**ЗАДАНИЕ**: Процитируйте дословно фрагмент исходного текста, приведённого ниже, начиная со слов «Во-вторых, после формальных» и заканчивая словами «давно были уничтожены.».

Во-вторых, после формальных вопросов «Как доехали?», «Устали?» и т. д., освоившись немного и бегло оглядев комнату, в которой мы сидели, я была поражена полным отсутствием какого-либо намека на Бунина. Среди множества фотографий не было ни одной фотографии Бунина или его окружения, ни одной его книги. Галина Кузнецова как очень гостеприимная хозяйка угостила меня обильным по-русски завтраком, однако даже не затронула в разговоре тему моей книги, хотя прекрасно знала причину моего визита. Наоборот, явно избегала ее, разговор не выходил из тесных рамок светских приличий. У меня сложилось ощущение, что набор тем был продиктован присутствием строгого цензора — Маргариты Степун. Поэтому, прочитав недавно в книге Ренэ Герра сетование на то, что он не нашел после смерти Галины Кузнецовой любовных писем Бунина к ней, я невольно подумала, что они давно были уничтожены.

**СТРОКИ ДАННЫХ**:
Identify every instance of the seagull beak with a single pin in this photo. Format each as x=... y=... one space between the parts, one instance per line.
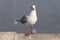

**РЕШЕНИЕ ЗАДАНИЯ**:
Во-вторых, после формальных вопросов «Как доехали?», «Устали?» и т. д., освоившись немного и бегло оглядев комнату, в которой мы сидели, я была поражена полным отсутствием какого-либо намека на Бунина. Среди множества фотографий не было ни одной фотографии Бунина или его окружения, ни одной его книги. Галина Кузнецова как очень гостеприимная хозяйка угостила меня обильным по-русски завтраком, однако даже не затронула в разговоре тему моей книги, хотя прекрасно знала причину моего визита. Наоборот, явно избегала ее, разговор не выходил из тесных рамок светских приличий. У меня сложилось ощущение, что набор тем был продиктован присутствием строгого цензора — Маргариты Степун. Поэтому, прочитав недавно в книге Ренэ Герра сетование на то, что он не нашел после смерти Галины Кузнецовой любовных писем Бунина к ней, я невольно подумала, что они давно были уничтожены.